== SOURCE EXTRACT ==
The town of New Madrid in southeastern Missouri looks out over a treacherous stretch of the Mississippi River, studded with bars and laced with stumpy shores—a graveyard of rivercraft, and haunted. Some of the ghosts are dead dreams.

George Morgan, the town’s founder, planted his colony there in 1789 with the permission of the Spanish authorities. He picked a site of surpassing natural beauty, on high ground commanding a view of the river six miles above and ten miles below stream, in the crook of a horseshoe bend twenty-five miles in length and seventy miles below the point where the Mississippi joined the Ohio River. A land speculator, Revolutionary War veteran, and dabbler in scientific agriculture, Morgan must also have been a visionary. His plan for the “city” was not to be exceeded in size and in manner by many cities in the world. It was to extend 4 miles S. and 2 west from the river, so as to include lake St. Annis in its limits, on whose banks were to be wide streets and roads, planted with trees for the health of the citizens. A street 120 ft. wide on the bank of the river was also to be planted with trees. Twelve acres in the middle of the city was to be likewise ornamented and preserved for public walks: 40 half-acre lots for other public uses, and one lot of 12 acres for the king’s use.
===
■ **EXERCISE BRIEF**
Can you return the words of the New Madrid passage above, unchanged, from "The town of" to "are dead dreams."?
== SUPPLIED RECORDS ==
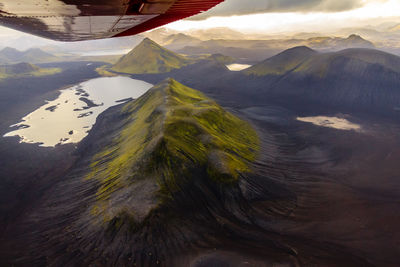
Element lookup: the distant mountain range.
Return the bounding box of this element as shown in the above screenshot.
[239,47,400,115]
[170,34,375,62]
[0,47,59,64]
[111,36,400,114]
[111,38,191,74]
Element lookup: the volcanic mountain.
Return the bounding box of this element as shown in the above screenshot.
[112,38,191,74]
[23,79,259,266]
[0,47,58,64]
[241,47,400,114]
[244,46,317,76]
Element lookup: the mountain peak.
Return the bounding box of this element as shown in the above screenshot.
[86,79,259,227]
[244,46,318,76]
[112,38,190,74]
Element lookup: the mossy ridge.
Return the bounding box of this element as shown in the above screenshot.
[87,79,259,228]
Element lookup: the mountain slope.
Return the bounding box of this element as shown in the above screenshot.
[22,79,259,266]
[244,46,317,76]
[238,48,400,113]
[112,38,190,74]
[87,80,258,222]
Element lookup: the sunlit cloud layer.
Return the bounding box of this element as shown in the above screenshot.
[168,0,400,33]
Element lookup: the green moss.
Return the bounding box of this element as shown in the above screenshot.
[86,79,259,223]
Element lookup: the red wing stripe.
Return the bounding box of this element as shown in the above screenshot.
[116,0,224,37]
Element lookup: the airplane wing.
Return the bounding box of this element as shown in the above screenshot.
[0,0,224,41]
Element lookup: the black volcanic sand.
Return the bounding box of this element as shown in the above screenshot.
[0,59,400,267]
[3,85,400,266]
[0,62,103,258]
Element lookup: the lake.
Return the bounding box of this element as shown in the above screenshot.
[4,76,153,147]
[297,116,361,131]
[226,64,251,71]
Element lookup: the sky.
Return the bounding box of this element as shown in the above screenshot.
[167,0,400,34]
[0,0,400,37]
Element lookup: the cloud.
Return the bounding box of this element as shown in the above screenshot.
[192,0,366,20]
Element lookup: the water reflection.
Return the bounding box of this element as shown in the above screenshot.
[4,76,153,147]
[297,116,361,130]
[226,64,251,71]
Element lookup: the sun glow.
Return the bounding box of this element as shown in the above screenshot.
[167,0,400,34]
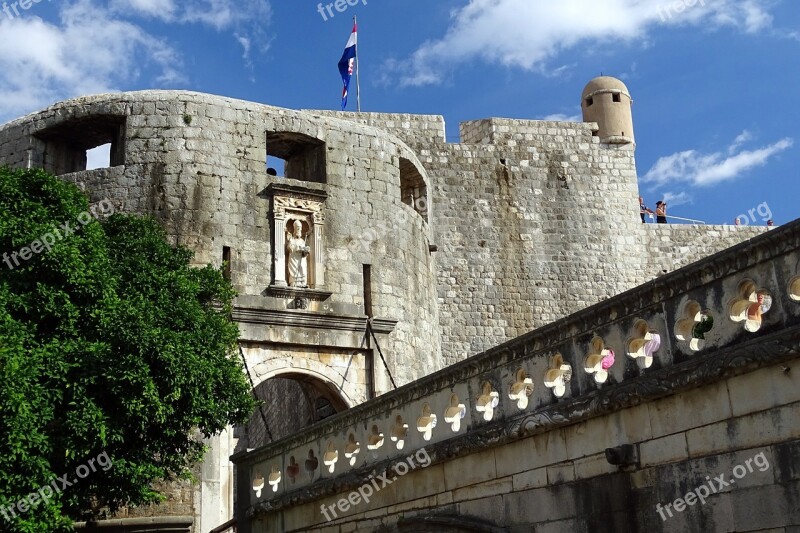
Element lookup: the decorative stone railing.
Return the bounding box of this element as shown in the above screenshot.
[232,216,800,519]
===
== SUPPLIED RECORDS ==
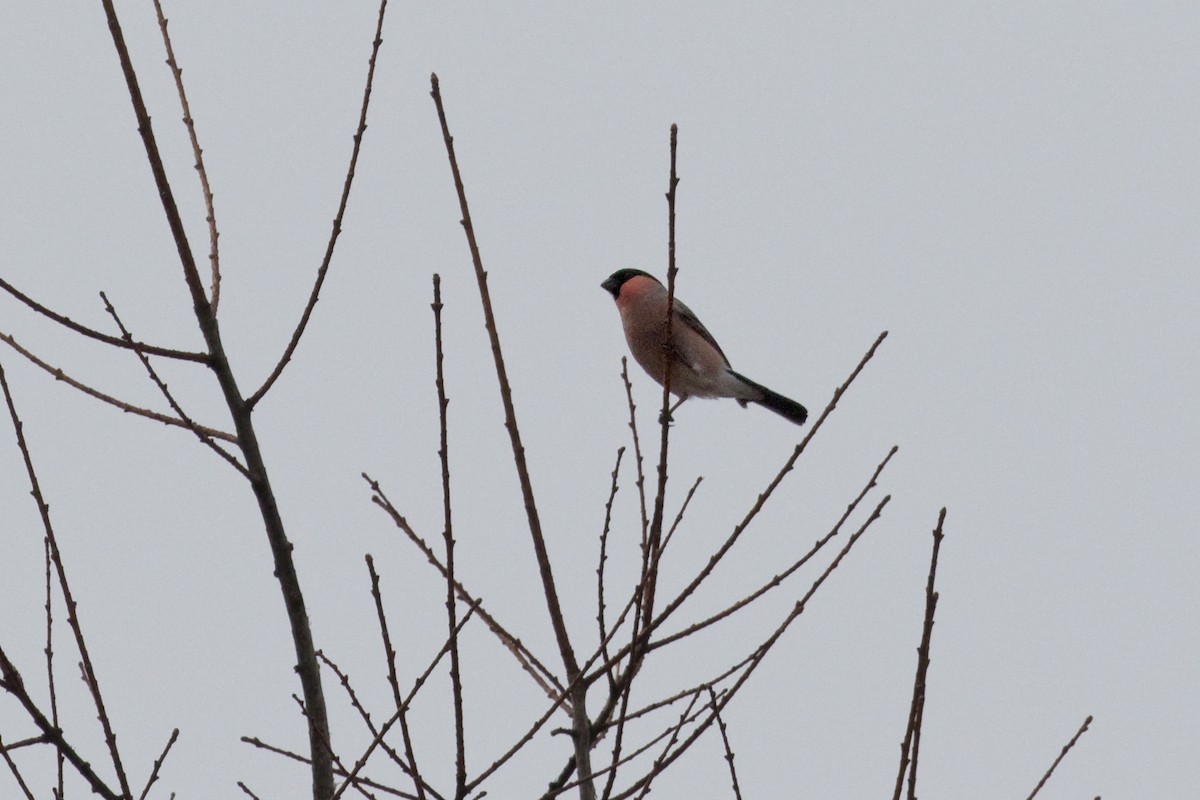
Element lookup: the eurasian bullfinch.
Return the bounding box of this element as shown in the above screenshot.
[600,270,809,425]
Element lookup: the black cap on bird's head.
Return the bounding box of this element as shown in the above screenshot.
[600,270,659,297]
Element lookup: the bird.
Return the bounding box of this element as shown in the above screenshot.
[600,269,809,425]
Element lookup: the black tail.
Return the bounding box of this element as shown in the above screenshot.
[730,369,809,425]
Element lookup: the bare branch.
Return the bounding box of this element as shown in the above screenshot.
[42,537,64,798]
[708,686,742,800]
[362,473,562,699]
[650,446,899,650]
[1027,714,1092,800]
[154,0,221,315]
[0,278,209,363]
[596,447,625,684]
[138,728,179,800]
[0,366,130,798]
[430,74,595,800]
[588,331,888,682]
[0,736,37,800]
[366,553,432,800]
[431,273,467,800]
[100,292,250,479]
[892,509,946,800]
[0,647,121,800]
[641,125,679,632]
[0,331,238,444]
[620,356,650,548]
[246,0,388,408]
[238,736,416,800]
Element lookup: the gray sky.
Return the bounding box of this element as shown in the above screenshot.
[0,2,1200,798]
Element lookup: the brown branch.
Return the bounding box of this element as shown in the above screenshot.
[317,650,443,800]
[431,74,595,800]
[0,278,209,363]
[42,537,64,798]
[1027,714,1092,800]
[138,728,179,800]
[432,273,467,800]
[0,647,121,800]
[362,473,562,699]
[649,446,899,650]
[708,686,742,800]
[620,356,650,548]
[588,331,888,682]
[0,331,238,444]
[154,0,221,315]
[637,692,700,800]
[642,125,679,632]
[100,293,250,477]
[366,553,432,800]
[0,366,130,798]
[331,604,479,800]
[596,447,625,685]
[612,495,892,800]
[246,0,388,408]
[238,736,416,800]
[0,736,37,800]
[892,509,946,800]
===
== SUPPLIED RECORDS ==
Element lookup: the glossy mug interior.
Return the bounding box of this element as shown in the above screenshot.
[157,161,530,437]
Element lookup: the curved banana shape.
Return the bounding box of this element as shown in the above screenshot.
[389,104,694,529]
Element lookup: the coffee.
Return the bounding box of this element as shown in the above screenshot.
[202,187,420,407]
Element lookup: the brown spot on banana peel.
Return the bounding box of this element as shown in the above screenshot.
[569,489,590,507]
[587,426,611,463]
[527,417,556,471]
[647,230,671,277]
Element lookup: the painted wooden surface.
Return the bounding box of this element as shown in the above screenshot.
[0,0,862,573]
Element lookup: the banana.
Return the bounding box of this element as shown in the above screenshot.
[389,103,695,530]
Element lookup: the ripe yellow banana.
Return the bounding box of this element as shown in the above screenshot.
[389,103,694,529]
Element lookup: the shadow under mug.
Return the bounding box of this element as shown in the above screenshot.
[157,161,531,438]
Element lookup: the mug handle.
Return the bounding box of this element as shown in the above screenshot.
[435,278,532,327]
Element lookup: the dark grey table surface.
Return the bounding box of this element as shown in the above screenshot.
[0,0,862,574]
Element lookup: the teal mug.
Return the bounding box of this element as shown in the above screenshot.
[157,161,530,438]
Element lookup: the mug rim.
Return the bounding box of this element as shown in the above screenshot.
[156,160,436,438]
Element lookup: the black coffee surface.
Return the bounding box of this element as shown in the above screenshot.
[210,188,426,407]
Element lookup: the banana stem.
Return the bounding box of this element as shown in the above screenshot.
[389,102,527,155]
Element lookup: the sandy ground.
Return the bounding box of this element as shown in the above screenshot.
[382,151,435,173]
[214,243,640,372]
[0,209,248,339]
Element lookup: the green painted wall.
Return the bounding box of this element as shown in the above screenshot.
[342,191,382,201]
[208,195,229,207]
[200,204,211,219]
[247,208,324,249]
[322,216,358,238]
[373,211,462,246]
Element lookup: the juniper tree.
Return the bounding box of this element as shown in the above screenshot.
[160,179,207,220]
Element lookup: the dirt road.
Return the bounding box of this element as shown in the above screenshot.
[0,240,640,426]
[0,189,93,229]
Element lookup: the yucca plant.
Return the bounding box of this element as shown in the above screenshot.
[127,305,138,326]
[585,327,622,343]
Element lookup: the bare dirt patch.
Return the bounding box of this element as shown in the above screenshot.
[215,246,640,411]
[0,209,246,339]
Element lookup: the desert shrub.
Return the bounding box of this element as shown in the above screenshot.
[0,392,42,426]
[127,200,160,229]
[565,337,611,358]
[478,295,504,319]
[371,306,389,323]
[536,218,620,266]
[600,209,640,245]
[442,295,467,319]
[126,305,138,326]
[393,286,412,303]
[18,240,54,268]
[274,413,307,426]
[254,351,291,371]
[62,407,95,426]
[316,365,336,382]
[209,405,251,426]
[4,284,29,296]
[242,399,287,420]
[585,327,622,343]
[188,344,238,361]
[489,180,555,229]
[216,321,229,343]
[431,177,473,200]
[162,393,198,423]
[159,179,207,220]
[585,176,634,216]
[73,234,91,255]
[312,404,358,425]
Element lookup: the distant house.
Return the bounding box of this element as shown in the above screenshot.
===
■ **EXERCISE OUTPUT**
The town of New Madrid in southeastern Missouri looks out over a treacherous stretch of the Mississippi River, studded with bars and laced with stumpy shores—a graveyard of rivercraft, and haunted. Some of the ghosts are dead dreams.